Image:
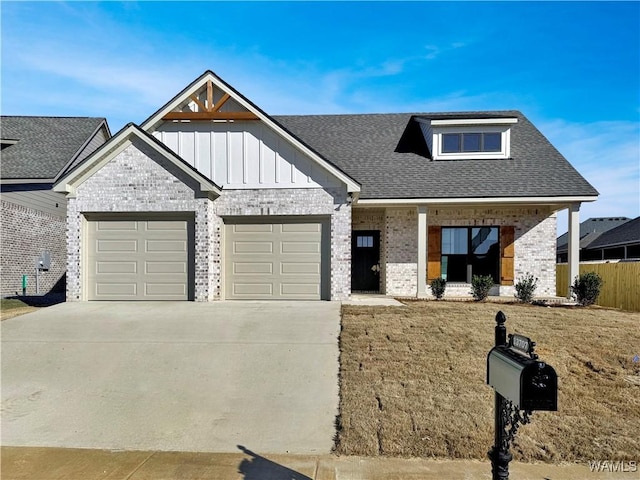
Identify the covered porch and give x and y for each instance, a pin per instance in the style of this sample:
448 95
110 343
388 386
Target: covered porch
398 249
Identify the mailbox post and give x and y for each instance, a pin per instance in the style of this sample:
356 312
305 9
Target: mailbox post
522 384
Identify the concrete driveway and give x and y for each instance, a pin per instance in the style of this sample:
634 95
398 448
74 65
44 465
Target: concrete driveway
177 376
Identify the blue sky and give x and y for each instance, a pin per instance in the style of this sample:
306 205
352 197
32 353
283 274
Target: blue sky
572 67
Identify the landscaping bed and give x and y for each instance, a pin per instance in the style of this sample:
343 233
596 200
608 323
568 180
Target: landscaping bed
413 381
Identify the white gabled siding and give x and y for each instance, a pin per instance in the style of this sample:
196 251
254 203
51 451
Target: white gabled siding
243 155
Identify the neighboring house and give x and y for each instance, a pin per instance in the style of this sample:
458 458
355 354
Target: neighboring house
619 243
211 198
36 151
590 231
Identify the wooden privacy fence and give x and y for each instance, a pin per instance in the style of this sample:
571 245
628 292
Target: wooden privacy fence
621 283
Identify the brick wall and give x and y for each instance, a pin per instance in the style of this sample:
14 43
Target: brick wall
140 180
535 240
26 234
401 246
535 237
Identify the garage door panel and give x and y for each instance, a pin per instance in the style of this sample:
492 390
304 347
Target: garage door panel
166 226
301 227
252 290
116 225
165 267
116 267
248 247
300 247
164 289
288 268
166 246
138 260
120 289
242 228
107 246
280 260
252 268
299 290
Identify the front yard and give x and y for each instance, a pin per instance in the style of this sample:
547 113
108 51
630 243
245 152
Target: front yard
413 381
10 308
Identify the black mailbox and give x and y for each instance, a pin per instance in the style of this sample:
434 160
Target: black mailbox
529 383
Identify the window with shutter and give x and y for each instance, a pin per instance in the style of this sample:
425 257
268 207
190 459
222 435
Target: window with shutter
507 251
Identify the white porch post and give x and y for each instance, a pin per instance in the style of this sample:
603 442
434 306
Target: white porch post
422 252
574 244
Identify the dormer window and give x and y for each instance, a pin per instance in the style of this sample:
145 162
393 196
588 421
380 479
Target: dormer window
471 142
468 138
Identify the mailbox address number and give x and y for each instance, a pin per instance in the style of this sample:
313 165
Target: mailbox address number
521 343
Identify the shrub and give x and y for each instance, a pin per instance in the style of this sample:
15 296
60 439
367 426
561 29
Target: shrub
586 288
525 288
438 286
480 286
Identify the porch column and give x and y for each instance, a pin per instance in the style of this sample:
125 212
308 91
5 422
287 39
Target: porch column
422 252
574 244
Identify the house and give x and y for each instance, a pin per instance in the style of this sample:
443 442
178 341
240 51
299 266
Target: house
619 243
590 231
211 198
36 151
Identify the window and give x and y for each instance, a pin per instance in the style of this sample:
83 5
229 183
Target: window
468 251
468 138
364 241
471 142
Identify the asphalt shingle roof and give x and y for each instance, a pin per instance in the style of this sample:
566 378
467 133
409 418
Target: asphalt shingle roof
44 144
368 148
628 232
590 230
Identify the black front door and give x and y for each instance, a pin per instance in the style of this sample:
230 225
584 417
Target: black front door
365 261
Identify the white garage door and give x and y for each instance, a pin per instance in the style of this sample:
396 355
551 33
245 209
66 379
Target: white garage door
274 261
138 259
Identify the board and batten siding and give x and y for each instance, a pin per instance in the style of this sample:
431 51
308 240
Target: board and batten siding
243 155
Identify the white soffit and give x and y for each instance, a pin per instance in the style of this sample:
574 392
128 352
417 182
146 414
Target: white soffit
471 121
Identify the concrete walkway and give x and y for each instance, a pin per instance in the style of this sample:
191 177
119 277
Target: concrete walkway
69 464
179 376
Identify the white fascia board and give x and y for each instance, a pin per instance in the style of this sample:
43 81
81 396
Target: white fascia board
481 200
473 121
151 122
17 181
69 183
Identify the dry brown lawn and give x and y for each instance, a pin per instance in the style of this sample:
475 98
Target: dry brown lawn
413 381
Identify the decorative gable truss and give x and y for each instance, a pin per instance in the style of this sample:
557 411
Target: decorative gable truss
210 103
234 143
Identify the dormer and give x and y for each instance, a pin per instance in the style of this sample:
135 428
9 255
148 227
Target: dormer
467 138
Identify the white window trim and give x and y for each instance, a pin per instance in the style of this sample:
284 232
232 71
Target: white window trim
505 141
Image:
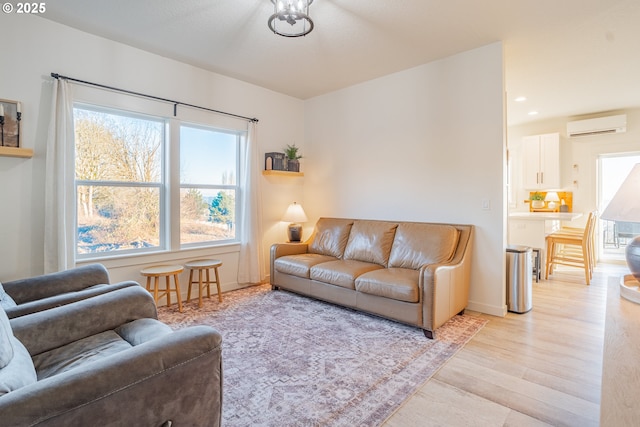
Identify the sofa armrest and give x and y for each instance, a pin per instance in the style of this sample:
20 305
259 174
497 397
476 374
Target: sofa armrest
177 377
445 287
47 285
49 329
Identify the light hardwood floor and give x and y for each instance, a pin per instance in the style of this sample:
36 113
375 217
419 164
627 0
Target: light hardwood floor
535 369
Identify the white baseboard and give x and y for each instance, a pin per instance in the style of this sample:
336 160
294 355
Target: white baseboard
493 310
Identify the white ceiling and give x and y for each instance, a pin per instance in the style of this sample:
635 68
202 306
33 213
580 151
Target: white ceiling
568 57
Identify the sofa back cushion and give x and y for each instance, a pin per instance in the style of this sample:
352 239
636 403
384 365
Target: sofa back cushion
370 241
330 236
417 244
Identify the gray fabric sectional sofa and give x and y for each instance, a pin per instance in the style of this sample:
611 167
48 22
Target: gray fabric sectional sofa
412 272
39 293
107 360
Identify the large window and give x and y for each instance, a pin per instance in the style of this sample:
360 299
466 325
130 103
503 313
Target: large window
124 180
208 170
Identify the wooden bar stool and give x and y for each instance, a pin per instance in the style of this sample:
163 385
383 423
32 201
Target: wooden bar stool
204 266
165 271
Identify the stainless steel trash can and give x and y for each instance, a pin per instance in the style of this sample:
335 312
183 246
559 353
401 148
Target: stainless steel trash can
519 287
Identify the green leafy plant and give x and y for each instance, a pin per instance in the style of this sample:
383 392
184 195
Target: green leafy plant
292 152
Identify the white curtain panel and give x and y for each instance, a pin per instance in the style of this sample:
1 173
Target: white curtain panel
59 219
251 261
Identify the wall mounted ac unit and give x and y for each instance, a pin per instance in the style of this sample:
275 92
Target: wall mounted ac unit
598 126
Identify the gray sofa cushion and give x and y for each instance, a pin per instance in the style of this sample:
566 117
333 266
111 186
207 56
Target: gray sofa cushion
370 241
19 372
396 283
418 244
330 237
6 333
98 346
16 367
5 299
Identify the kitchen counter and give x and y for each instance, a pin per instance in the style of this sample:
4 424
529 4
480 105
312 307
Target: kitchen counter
546 216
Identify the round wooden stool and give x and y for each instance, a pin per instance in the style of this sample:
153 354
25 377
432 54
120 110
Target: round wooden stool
165 271
204 265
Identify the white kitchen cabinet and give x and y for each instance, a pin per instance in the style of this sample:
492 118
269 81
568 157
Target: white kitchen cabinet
541 161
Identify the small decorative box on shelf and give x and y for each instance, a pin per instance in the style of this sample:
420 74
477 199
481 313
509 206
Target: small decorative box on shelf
282 173
16 152
275 161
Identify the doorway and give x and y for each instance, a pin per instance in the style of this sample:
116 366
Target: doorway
613 169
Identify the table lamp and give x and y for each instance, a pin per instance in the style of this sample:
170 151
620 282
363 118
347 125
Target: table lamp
551 198
294 215
625 207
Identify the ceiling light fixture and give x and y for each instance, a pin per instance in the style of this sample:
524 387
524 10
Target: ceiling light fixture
293 12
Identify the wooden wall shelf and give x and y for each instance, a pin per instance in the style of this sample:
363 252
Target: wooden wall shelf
282 173
16 152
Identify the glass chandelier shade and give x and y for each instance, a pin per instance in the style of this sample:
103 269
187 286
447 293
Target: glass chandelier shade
291 18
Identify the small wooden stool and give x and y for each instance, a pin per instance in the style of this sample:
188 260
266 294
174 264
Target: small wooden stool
204 265
165 271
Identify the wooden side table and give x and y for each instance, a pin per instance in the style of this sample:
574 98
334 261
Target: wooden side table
204 266
165 271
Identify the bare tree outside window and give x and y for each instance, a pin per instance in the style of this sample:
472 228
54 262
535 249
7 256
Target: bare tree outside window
119 179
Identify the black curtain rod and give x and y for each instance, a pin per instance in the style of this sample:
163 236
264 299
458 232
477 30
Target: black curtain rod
157 98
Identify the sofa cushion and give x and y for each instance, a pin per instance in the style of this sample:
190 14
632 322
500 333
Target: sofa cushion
300 265
330 236
370 241
79 353
19 372
142 330
6 334
396 283
5 299
416 245
341 273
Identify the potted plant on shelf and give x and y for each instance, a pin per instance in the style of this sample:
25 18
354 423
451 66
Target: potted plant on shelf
293 163
537 200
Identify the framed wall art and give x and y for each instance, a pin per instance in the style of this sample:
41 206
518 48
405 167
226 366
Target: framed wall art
10 120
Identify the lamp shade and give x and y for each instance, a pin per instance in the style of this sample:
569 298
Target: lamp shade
294 213
625 207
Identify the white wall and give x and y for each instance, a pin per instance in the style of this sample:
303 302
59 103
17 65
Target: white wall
425 144
34 47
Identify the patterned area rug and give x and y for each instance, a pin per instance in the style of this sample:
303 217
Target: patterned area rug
294 361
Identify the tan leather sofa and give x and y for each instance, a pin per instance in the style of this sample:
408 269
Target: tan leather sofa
412 272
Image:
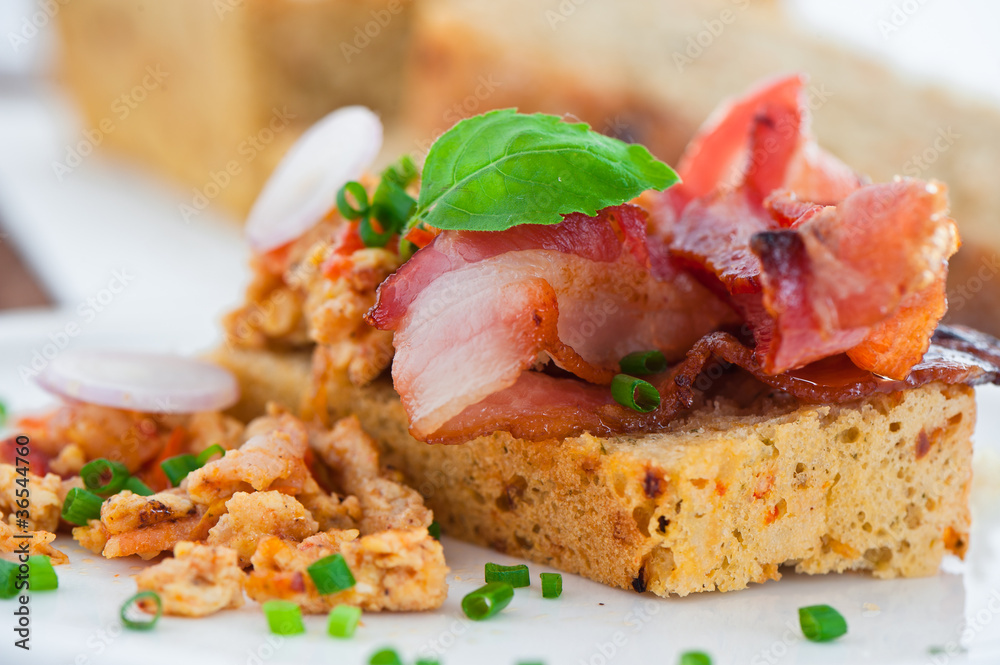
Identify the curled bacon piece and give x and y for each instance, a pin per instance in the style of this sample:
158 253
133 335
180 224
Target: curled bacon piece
816 261
473 311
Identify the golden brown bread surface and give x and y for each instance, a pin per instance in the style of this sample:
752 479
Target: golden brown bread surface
719 501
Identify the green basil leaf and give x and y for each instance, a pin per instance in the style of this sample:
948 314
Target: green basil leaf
503 168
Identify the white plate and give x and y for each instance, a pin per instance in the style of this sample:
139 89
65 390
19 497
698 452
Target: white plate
591 624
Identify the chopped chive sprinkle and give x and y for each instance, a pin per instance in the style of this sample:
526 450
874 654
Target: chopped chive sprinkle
136 486
343 621
177 468
209 453
517 576
356 190
331 574
643 362
634 393
821 623
104 477
283 617
385 657
41 576
551 585
8 579
81 506
134 612
372 237
487 601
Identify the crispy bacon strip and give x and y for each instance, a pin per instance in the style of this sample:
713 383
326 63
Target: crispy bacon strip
473 311
817 262
540 407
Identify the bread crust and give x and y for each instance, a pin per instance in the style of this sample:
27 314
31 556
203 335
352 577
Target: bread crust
723 499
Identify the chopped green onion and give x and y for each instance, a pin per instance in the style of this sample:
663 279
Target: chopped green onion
385 657
406 249
178 467
208 453
644 362
487 601
551 585
343 621
821 623
516 576
392 206
41 576
634 393
402 172
104 477
8 579
283 617
135 616
331 574
372 238
136 486
81 506
357 190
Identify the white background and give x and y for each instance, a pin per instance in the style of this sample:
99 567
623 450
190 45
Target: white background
181 277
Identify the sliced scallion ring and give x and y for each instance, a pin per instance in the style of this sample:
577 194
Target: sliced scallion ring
136 486
283 617
516 576
385 657
343 621
357 191
178 467
331 574
207 454
134 612
81 506
41 575
8 579
551 585
821 623
487 601
644 362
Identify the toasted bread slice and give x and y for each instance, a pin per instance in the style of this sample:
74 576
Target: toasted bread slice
722 499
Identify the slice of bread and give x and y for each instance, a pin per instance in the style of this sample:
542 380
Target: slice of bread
213 92
722 499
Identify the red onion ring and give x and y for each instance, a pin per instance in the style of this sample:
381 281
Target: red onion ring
151 383
304 187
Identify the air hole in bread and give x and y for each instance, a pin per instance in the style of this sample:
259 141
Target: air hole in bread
850 435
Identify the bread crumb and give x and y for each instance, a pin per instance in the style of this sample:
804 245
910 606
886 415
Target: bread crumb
871 610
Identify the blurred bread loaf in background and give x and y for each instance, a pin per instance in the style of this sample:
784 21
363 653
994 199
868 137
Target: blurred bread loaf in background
226 86
643 70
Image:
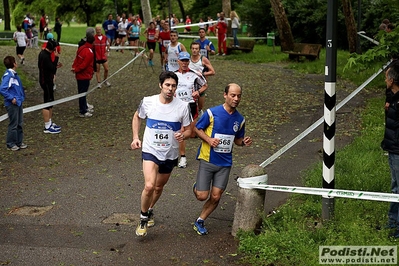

......

**Directions:** Retype the lines from the one containing "Identify the bread crumb" down to the last line of the records, both included, exactly and nothing more. Pictures stay out.

**Task answer:**
Identify the bread crumb and give x and y for each instance, a pin per instance in the style of this sample:
804 245
910 606
886 415
Target: bread crumb
871 610
Identify the blurred bread loaf in background and give x and y for each instance, a pin per instance in the style of this sample:
784 21
363 653
994 199
868 137
Target: blurred bread loaf in background
226 86
643 70
Image:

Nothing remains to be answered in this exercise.